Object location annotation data
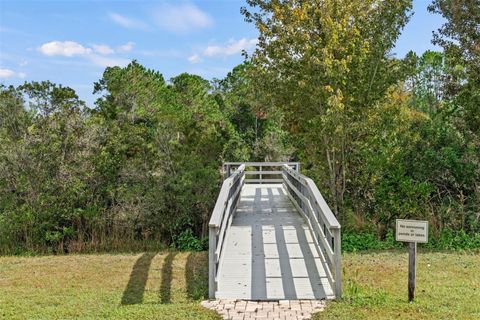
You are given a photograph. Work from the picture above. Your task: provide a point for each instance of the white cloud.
(102, 49)
(231, 48)
(181, 18)
(63, 48)
(7, 73)
(96, 55)
(126, 22)
(126, 47)
(194, 58)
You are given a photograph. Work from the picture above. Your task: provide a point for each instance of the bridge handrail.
(220, 221)
(323, 223)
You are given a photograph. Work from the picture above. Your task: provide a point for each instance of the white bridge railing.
(322, 222)
(305, 196)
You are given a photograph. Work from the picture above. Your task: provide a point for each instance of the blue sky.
(71, 42)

→ **CHALLENGE**
Recast the lines above as a Markdown table with the columns "Row" and "Line", giving each line its own numbered row and leaving out blank lines and the pictures.

→ **CORRECT ANSWER**
| Row | Line |
|---|---|
| 1 | You are given a photograph. Work from the picture above. Your task: provide a point for each instance of the white cloud. |
| 2 | (102, 49) |
| 3 | (231, 48) |
| 4 | (181, 18) |
| 5 | (63, 48) |
| 6 | (7, 73) |
| 7 | (96, 55) |
| 8 | (126, 22) |
| 9 | (126, 47) |
| 10 | (194, 58) |
| 11 | You are given a photograph. Work from the picture above. Your task: provide a point for each instance of the bridge handrail. |
| 12 | (220, 221) |
| 13 | (323, 223) |
| 14 | You are given a photograph. Work from the picture above. Your task: provide a point for each instance of the white bridge railing. |
| 15 | (322, 222) |
| 16 | (305, 196) |
| 17 | You are given a photograph. Work from the picture above. Your task: provide a point for each instance of the blue sky. |
| 18 | (71, 42) |